▸ **Passage**:
..........
Veeva Systems Vs Salesforce Stock: Veeva and Salesforce make cloud-based customer relationship management (CRM) solutions. Practically all businesses use CRMs to help them communicate with customers, improve customer services, predict what products and services customers want, and automate everyday tasks.
While Veeva Systems and Salesforce offer similar CRM software solutions based on cloud computing, there are differences that you should consider before deciding which company’s stock you should buy.
Pros and Cons of Investing in Cloud Computing
Cloud computing has changed the way people and businesses use technology. You probably use cloud technology daily without thinking about it.
As a consumer, you may use cloud services like Google Docs, Spotify, and Netflix. You’re tapping into the cloud when you use any service or file that isn’t stored on your computer or smartphone.
Pros of Investing in Cloud Computing
Enterprise cloud computing can save companies a lot of money by reducing their server and software costs. Instead of buying servers upfront, companies can simply rent them from Amazon AWS for example.
..........
▸ **What this exercise asks**:
A. Rewrite the stretch of the cloud computing passage from "Pros and Cons" through "thinking about it.", putting "tech" in place of "technology".
B. Please carry the Veeva and Salesforce stock passage forward from the point where it stops.

▸ **Data provided**:
..........
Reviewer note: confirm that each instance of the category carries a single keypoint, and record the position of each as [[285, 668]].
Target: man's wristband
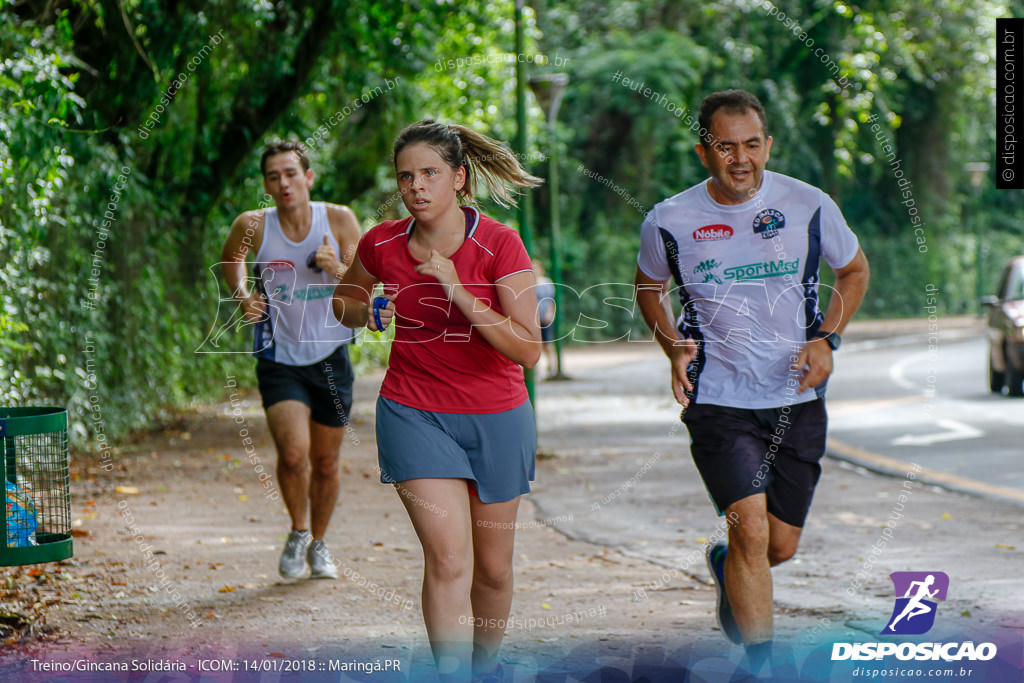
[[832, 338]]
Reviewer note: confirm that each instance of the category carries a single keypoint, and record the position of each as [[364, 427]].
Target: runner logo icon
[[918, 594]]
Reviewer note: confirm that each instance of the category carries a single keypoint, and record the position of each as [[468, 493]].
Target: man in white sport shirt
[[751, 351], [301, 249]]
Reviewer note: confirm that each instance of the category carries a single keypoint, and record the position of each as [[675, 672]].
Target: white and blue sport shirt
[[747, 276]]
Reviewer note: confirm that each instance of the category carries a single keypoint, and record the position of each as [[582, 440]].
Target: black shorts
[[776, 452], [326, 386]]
..........
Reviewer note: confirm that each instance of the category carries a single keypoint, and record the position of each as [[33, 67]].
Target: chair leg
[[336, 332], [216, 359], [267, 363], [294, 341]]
..........
▸ **Solved problems**:
A.
Pros and Cons of Investing in Cloud Computing
Cloud computing has changed the way people and businesses use tech. You probably use cloud tech daily without thinking about it.

B.
CRMs can also make it easier and cheaper for companies to manage relationships with their customers. Ever wonder how some companies are so good at knowing precisely what email to send you after you purchase or fail to purchase? CRMs automate the email process and help businesses communicate at scale with customers.
But they also do much more. They track customer activity too, and sales, and refunds, and all sorts of other key performance indicators for businesses.
The upfront savings and benefits of cloud software from developers like Veeva Systems and Salesforce likely mean that they will have steady streams of revenue for the foreseeable future. Unless something radical disrupts the industry, the companies should prosper.
The Cons of Investing in Cloud Computing
As with any investment opportunity, buying stock in Veeva Systems or Salesforce creates some risk. When cloud services go offline, the risks to businesses dependent on them is significant.
Plus businesses who choose to rely on them are essentially signing up for in recurring monthly costs forever more. So what does that mean for investors?
While these cloud computing companies almost certainly won’t fail, unless a worldwide recession makes it difficult for clients to buy their services. If a worldwide recession happens, it doesn’t matter what stock you own. The market will fall quickly.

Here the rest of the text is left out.